Task item
Pictures are not part of the answer. Return the lines from the one containing "tailgate, one line per instance" through the end of the data, both included, exactly as they appear.

Input for this task

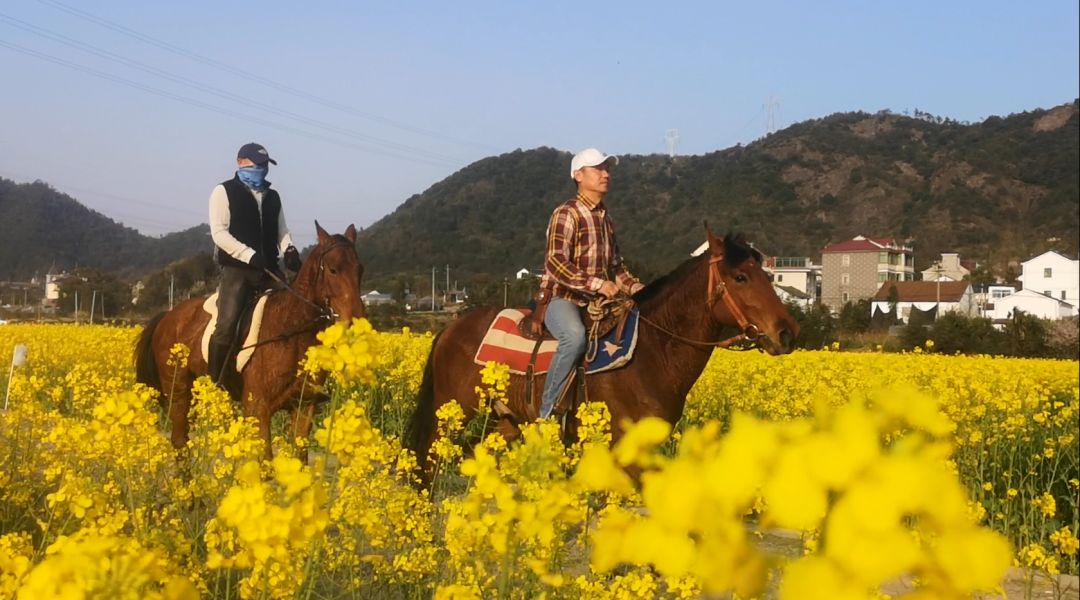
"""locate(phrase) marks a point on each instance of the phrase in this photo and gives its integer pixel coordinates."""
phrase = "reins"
(325, 312)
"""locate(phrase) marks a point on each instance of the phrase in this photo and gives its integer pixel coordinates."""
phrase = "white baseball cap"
(590, 157)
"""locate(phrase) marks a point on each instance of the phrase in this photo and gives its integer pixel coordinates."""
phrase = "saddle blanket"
(503, 343)
(253, 332)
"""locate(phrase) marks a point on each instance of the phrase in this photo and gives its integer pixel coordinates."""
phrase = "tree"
(817, 325)
(1026, 336)
(855, 316)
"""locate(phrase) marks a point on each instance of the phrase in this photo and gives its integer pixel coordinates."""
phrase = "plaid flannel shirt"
(582, 253)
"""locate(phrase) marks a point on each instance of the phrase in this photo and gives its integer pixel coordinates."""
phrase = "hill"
(41, 228)
(997, 191)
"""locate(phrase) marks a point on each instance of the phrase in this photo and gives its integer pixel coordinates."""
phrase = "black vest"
(245, 225)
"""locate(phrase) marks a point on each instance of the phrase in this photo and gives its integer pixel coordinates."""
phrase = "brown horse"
(682, 315)
(326, 289)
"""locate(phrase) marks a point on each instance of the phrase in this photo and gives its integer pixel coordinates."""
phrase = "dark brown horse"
(682, 318)
(326, 289)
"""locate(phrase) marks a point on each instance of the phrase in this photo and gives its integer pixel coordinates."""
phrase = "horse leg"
(261, 412)
(302, 418)
(179, 406)
(508, 430)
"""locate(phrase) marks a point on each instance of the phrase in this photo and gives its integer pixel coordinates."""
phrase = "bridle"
(717, 290)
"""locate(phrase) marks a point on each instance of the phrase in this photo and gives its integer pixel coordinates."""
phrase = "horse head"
(332, 274)
(741, 290)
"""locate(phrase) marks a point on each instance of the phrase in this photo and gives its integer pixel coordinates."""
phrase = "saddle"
(599, 317)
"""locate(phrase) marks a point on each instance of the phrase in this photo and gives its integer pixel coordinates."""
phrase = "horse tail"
(146, 367)
(422, 422)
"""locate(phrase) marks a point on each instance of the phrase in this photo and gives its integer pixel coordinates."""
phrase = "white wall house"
(793, 295)
(949, 297)
(948, 269)
(1030, 302)
(1053, 275)
(375, 298)
(799, 273)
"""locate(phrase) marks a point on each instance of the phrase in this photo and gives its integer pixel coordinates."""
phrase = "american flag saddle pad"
(502, 343)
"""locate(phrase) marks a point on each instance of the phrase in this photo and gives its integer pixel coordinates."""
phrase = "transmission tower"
(672, 137)
(771, 104)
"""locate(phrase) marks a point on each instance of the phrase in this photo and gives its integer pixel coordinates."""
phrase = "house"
(798, 273)
(948, 269)
(1053, 275)
(793, 295)
(523, 272)
(1030, 302)
(937, 297)
(854, 270)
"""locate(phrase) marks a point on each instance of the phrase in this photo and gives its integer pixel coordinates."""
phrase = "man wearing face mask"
(247, 226)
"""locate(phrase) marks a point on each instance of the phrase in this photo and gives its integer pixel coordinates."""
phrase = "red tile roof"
(922, 291)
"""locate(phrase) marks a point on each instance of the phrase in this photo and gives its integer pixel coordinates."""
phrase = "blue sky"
(136, 109)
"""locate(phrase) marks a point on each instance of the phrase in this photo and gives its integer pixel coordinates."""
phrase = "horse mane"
(737, 250)
(657, 287)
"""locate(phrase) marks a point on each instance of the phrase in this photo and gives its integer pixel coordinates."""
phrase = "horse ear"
(323, 236)
(715, 244)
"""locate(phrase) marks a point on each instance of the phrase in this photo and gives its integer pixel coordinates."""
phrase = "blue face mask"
(254, 177)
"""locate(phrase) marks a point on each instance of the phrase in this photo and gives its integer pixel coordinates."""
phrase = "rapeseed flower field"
(945, 468)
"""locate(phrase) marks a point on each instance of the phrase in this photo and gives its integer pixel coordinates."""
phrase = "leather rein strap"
(717, 290)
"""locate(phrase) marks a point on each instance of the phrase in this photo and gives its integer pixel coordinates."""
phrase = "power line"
(212, 108)
(250, 77)
(129, 217)
(211, 90)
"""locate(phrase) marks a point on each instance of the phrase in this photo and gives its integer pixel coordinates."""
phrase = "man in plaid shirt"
(581, 262)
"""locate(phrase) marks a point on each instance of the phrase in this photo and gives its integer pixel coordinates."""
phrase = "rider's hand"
(257, 261)
(608, 289)
(292, 259)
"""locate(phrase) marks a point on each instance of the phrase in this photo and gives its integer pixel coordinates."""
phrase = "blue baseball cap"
(256, 153)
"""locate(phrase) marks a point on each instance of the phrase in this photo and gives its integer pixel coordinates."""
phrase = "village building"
(855, 269)
(948, 269)
(930, 298)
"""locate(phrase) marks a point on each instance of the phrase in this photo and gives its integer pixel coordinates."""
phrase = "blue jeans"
(564, 321)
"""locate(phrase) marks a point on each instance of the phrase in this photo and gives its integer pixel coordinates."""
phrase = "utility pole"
(937, 280)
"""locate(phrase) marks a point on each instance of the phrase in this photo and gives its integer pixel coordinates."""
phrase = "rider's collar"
(593, 205)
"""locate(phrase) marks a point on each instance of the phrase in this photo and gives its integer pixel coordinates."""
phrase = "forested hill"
(996, 191)
(41, 228)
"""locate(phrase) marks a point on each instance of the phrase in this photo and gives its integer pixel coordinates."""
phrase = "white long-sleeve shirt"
(219, 226)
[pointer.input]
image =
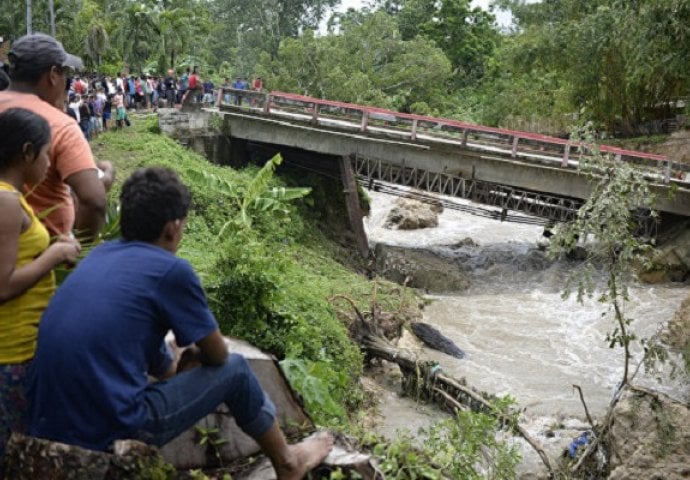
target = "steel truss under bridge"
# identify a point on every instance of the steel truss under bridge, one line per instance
(551, 207)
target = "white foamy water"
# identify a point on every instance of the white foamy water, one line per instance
(520, 337)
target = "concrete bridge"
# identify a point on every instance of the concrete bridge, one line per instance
(511, 170)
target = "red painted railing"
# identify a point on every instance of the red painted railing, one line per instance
(413, 125)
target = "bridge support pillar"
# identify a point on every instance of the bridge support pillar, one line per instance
(238, 153)
(354, 210)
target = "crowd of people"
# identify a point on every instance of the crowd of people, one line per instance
(76, 362)
(100, 102)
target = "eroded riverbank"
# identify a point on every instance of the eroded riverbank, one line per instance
(520, 337)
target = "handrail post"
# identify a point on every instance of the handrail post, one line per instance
(365, 121)
(566, 156)
(513, 153)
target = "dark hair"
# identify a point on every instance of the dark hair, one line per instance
(4, 79)
(26, 127)
(150, 198)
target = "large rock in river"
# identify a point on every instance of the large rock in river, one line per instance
(420, 268)
(410, 214)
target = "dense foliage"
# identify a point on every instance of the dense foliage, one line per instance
(620, 64)
(264, 284)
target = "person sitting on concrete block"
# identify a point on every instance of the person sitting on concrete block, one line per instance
(104, 332)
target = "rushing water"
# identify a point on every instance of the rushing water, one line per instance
(520, 336)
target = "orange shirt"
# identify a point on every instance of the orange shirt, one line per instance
(70, 153)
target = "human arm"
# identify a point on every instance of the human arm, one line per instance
(15, 281)
(89, 194)
(108, 173)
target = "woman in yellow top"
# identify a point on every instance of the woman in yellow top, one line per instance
(26, 260)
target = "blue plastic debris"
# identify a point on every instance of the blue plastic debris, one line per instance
(579, 441)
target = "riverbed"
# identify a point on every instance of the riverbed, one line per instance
(521, 338)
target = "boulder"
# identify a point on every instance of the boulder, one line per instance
(420, 269)
(186, 451)
(410, 214)
(29, 458)
(650, 438)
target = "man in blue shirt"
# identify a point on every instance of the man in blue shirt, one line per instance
(103, 334)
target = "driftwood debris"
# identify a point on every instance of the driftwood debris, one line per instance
(29, 458)
(433, 338)
(451, 394)
(426, 377)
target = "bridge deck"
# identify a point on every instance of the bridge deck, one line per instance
(539, 172)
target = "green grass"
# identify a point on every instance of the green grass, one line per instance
(273, 284)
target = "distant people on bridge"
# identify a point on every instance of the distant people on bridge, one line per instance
(183, 85)
(119, 106)
(170, 84)
(257, 86)
(226, 95)
(208, 92)
(240, 84)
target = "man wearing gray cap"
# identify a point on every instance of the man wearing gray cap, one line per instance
(38, 70)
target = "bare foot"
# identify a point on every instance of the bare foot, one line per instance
(305, 455)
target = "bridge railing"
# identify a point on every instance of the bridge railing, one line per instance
(366, 119)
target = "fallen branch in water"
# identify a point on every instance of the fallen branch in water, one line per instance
(451, 392)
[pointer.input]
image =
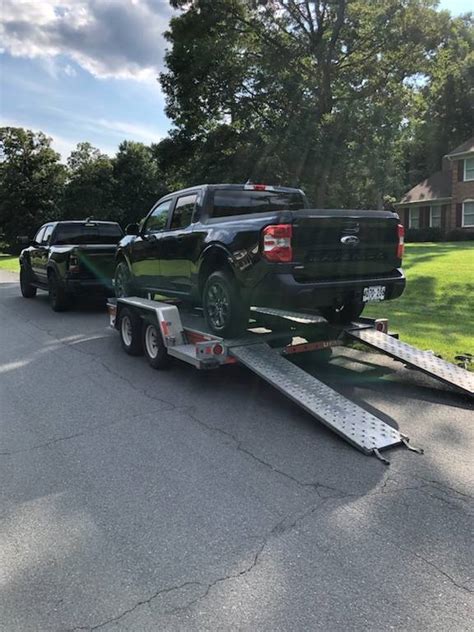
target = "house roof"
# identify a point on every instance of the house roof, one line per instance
(465, 148)
(437, 186)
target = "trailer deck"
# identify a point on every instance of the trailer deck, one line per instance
(183, 334)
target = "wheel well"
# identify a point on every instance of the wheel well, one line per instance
(215, 259)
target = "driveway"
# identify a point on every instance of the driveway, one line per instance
(183, 500)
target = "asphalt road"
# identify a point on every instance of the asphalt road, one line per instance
(183, 500)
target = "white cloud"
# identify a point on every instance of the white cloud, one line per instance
(109, 38)
(62, 144)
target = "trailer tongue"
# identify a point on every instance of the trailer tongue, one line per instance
(183, 335)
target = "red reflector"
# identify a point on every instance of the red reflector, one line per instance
(401, 241)
(277, 243)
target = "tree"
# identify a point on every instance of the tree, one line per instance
(322, 86)
(90, 187)
(31, 182)
(442, 111)
(138, 181)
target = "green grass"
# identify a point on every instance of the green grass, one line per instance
(437, 309)
(7, 262)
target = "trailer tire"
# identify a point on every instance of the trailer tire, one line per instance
(130, 329)
(154, 347)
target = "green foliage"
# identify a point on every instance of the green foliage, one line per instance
(137, 181)
(31, 181)
(321, 91)
(424, 234)
(90, 188)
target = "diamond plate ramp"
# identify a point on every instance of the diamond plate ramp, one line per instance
(413, 357)
(354, 424)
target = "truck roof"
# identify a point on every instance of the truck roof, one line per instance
(238, 187)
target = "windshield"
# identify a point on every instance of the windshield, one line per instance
(79, 234)
(228, 202)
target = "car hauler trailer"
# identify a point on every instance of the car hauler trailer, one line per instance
(163, 331)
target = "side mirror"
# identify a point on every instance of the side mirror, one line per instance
(132, 229)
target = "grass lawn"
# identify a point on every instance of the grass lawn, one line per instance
(7, 262)
(437, 309)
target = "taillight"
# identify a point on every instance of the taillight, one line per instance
(73, 263)
(401, 241)
(277, 243)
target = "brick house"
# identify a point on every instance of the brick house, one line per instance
(445, 200)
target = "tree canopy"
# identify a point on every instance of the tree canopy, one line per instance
(353, 101)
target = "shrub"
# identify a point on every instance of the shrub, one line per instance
(424, 234)
(460, 234)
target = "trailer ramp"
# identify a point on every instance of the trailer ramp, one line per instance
(416, 358)
(354, 424)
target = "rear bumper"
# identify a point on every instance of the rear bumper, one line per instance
(282, 290)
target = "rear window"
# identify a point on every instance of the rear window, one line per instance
(227, 202)
(81, 234)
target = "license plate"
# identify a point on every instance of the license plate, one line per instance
(374, 293)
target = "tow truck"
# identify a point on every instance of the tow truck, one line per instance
(166, 331)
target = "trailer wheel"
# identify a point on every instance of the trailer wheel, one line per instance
(154, 347)
(130, 328)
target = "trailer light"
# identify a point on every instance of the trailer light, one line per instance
(401, 241)
(277, 243)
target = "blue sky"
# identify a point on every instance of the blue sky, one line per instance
(86, 69)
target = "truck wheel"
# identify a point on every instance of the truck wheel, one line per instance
(58, 297)
(130, 328)
(225, 311)
(123, 280)
(27, 290)
(154, 347)
(344, 314)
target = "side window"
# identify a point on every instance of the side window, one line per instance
(48, 231)
(39, 235)
(157, 220)
(183, 212)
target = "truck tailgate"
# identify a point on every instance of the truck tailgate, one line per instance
(96, 261)
(344, 244)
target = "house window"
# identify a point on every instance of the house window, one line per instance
(468, 214)
(435, 217)
(414, 218)
(469, 169)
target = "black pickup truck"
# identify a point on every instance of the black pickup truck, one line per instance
(227, 247)
(70, 258)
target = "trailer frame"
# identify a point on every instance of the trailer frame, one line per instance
(164, 331)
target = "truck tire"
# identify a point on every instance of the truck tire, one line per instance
(226, 313)
(154, 347)
(123, 284)
(58, 297)
(27, 290)
(130, 329)
(344, 314)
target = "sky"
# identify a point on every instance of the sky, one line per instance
(86, 70)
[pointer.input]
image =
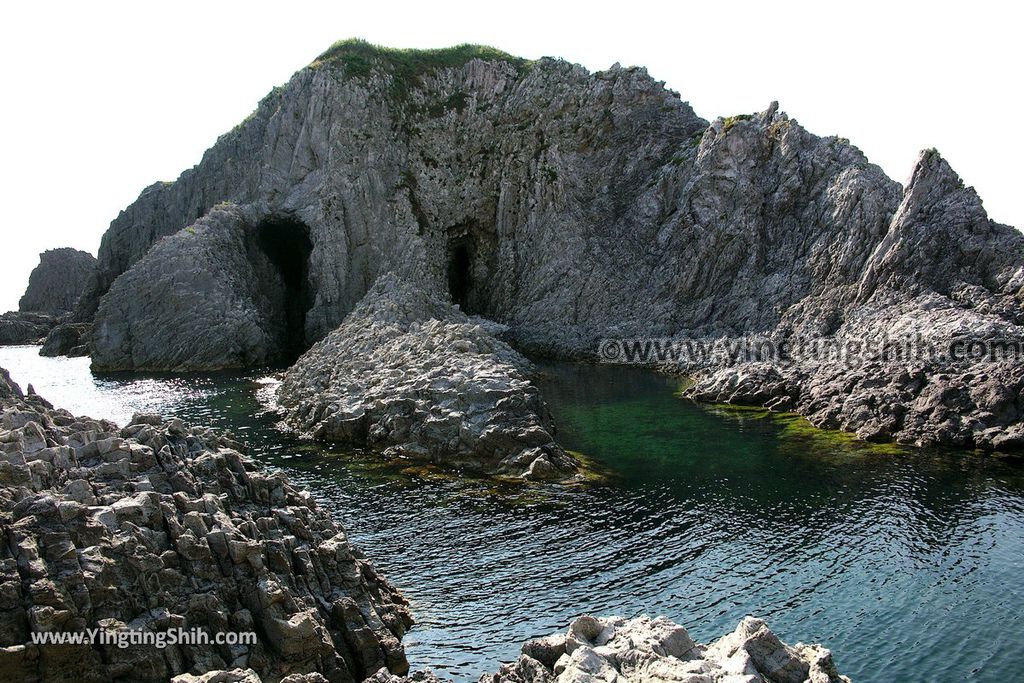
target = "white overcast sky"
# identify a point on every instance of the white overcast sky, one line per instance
(102, 98)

Exercise result
# identify a point on every instance of the truck tailgate, one line per instance
(96, 261)
(344, 244)
target = "house window"
# identify a point on every instance of the house window, one line per instance
(468, 214)
(435, 217)
(414, 218)
(469, 169)
target = "black pickup truck"
# identify a point on every instance of the black pickup truck, one line per instance
(227, 247)
(70, 258)
target = "trailer frame"
# identify a point on every instance of the trailer frame, one line per instance
(164, 331)
target = "truck tire"
# identify a point on every instance of the truck tire, one line per instance
(226, 313)
(154, 347)
(123, 284)
(58, 297)
(27, 290)
(130, 329)
(344, 314)
target = "sky"
# identify a point on every instance of the sky, one line per instance
(86, 70)
[pointer.input]
image =
target = "white overcast sky"
# identify a point on every instance of the white overcast sky, one line per instance
(102, 98)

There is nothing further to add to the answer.